__INSTRUCTIONS TO FOLLOW__.
Leave the pictures out and transcribe every record exactly.

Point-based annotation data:

* Begin *

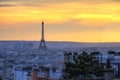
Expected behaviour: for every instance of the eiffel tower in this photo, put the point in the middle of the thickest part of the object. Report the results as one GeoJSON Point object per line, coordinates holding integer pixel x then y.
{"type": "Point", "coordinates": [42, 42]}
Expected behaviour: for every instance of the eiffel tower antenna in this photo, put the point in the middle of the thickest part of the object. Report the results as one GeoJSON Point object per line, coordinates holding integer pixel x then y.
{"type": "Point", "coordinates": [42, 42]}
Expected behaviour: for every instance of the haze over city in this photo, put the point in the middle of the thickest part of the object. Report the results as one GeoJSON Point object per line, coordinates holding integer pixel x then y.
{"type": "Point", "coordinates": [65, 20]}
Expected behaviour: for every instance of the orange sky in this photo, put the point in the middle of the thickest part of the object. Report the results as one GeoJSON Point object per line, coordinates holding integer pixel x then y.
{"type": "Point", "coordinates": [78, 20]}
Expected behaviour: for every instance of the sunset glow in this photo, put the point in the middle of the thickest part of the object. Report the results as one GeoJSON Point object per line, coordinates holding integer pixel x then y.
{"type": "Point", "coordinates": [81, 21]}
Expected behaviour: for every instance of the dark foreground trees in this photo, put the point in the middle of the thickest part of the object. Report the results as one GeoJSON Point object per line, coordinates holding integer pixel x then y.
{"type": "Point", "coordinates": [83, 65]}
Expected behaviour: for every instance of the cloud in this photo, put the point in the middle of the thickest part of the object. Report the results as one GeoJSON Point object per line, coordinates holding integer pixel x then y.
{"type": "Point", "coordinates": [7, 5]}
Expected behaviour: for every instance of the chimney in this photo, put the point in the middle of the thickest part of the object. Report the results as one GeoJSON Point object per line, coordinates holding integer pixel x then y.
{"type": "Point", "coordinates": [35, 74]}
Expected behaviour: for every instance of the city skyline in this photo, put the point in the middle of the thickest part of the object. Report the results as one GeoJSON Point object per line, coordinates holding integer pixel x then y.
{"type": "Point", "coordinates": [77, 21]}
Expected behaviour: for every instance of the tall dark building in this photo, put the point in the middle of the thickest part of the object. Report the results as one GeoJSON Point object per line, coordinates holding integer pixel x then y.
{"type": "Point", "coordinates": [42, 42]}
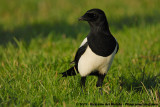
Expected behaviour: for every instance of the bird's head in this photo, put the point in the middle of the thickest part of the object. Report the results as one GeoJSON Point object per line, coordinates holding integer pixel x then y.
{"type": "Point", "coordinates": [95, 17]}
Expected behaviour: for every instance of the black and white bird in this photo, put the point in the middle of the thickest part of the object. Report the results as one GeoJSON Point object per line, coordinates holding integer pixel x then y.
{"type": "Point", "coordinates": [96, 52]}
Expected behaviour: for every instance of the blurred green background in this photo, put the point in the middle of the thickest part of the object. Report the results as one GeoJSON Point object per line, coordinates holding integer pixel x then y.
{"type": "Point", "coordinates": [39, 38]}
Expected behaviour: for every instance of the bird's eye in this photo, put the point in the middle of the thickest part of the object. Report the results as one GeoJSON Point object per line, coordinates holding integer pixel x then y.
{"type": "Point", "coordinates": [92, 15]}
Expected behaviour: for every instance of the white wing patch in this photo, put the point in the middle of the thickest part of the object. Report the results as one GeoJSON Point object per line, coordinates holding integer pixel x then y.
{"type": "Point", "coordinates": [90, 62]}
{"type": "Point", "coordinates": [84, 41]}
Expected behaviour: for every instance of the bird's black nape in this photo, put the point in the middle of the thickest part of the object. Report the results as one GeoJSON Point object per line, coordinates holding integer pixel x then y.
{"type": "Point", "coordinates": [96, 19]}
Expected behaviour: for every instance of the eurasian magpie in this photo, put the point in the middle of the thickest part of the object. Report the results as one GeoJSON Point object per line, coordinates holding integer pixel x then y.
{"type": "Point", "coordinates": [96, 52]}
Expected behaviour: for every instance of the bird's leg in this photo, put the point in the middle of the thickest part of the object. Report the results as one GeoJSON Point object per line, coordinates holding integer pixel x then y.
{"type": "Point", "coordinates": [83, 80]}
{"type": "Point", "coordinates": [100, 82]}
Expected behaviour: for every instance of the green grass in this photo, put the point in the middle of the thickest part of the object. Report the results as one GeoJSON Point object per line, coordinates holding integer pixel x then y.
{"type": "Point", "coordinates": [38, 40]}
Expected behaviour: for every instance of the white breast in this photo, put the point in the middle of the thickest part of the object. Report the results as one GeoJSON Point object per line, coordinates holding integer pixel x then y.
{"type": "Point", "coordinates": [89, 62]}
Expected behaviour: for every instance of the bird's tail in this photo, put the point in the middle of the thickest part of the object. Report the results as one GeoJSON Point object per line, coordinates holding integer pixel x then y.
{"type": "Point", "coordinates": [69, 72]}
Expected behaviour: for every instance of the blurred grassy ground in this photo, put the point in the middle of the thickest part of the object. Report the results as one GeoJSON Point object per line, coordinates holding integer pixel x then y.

* End *

__EXPECTED ANSWER__.
Expected behaviour: for every instance of the eiffel tower in this photo, put the point in the middle of the thickest part of the object. Report the results as one GeoJSON Point object per line, coordinates holding integer pixel x then y.
{"type": "Point", "coordinates": [42, 42]}
Expected behaviour: for every instance of the eiffel tower antenna in this photo, put the point in the middle of the thickest part of the object. Report the results as one GeoJSON Point object per line, coordinates holding integer pixel x then y.
{"type": "Point", "coordinates": [42, 42]}
Expected behaviour: for every instance of the haze over city in this photo, put the point in the middle of the thickest part of the object. Report the results as one GeoJSON Point object per line, coordinates holding integer pixel x then y.
{"type": "Point", "coordinates": [65, 20]}
Expected behaviour: for every instance of the orange sky in this photo, put the point in the middle of the thickest part of the object. Report the results as one GeoJSON Point object per line, coordinates holding integer pixel x then y.
{"type": "Point", "coordinates": [78, 20]}
Expected behaviour: for every instance of the sunset glow in this photo, put the point in the middle of the thickest part of the object. Report the results as one GeoJSON Point object per line, coordinates holding integer pixel x then y.
{"type": "Point", "coordinates": [81, 21]}
Expected behaviour: for every instance of the dark foreground trees in this photo, put the point in the middle of the thickest part of the object. Report the results as one GeoJSON Point object per line, coordinates holding integer pixel x then y.
{"type": "Point", "coordinates": [83, 65]}
Expected behaviour: for every instance of the cloud in this photo, put the point in the middle of the thickest part of the object. Report the results as one GeoJSON Point object per line, coordinates holding integer pixel x then y.
{"type": "Point", "coordinates": [7, 5]}
Expected behaviour: for every instance of the chimney in this photo, put the point in the middle of the thickest part of the object. Report the results as one GeoJSON Point object per line, coordinates holding integer pixel x then y.
{"type": "Point", "coordinates": [35, 74]}
Expected behaviour: for every instance of the city skyline in this photo, put the point in the middle of the thickest part of the object. Report the results as one GeoJSON Point object per line, coordinates holding integer pixel x then y.
{"type": "Point", "coordinates": [77, 21]}
Expected behaviour: for every instance of the tall dark building in this photo, put the point in the middle of the thickest part of the object. Report the results as one GeoJSON Point object per line, coordinates holding integer pixel x then y.
{"type": "Point", "coordinates": [42, 42]}
Expected behaviour: for every instance of the bird's head in this photo, put the point in the middle of the thickest part of the object. Report the results as one GeoJSON Point object per line, coordinates holding integer pixel x then y.
{"type": "Point", "coordinates": [95, 17]}
Expected behaviour: for every instance of the black and white bird in this photo, put the point in the middle of the thickest part of the object. Report the results as one GeoJSON Point object per line, coordinates holding integer pixel x then y.
{"type": "Point", "coordinates": [96, 52]}
Expected behaviour: for every instance of the blurred green background in this photo, put the point in the middle of the thickest part of the object. Report the results as one GeoJSON Point object per line, coordinates holding integer pixel x then y.
{"type": "Point", "coordinates": [39, 38]}
Expected behaviour: for every instance of the bird's eye in this photo, put the point in the middle of the thickest part of the object. Report the results as one GeoJSON Point object per line, coordinates holding integer pixel x then y.
{"type": "Point", "coordinates": [92, 15]}
Expected behaviour: for every instance of the white wing patch in this photo, put the point in the middle of the thickest part of the object. Report the results as one GeoJSON Point object per line, coordinates holding integer pixel x then y.
{"type": "Point", "coordinates": [90, 62]}
{"type": "Point", "coordinates": [84, 41]}
Expected behaviour: for every instance of the bird's black nape in this photo, put the point in the middle of the thickest part of the object. Report the results as one GeoJSON Point object per line, coordinates holding integer pixel x then y.
{"type": "Point", "coordinates": [96, 19]}
Expected behaviour: for every instance of the eurasian magpie in this photo, put the point in the middle of the thickest part of the object. Report the results as one GeoJSON Point object per line, coordinates holding integer pixel x then y.
{"type": "Point", "coordinates": [96, 52]}
Expected behaviour: for every instance of the bird's leg in this photo, put the point in the middle of the thickest part of the object. Report the results as one GeoJSON Point object per line, coordinates holding integer pixel x then y.
{"type": "Point", "coordinates": [83, 80]}
{"type": "Point", "coordinates": [100, 82]}
Expected behaviour: for every instance of the green grass in this photo, put the point in the middle of the thickest part of the object. Report the results as one GeoJSON Point object per line, coordinates holding integer pixel x then y.
{"type": "Point", "coordinates": [38, 40]}
Expected behaviour: for every instance of the white breast in this photo, put the point in the middle of the thickest part of the object. Report the results as one GeoJSON Point object per line, coordinates holding integer pixel x then y.
{"type": "Point", "coordinates": [89, 62]}
Expected behaviour: for every instance of the bird's tail in this photo, put the point in the middle of the thickest part of the object. Report the results as one GeoJSON Point object per line, coordinates holding integer pixel x then y.
{"type": "Point", "coordinates": [69, 72]}
Expected behaviour: for every instance of the blurred grassy ground in this photo, put the point in the middle of the thickest part of the object. Report the results as one GeoJSON Point object per line, coordinates holding integer pixel x then y.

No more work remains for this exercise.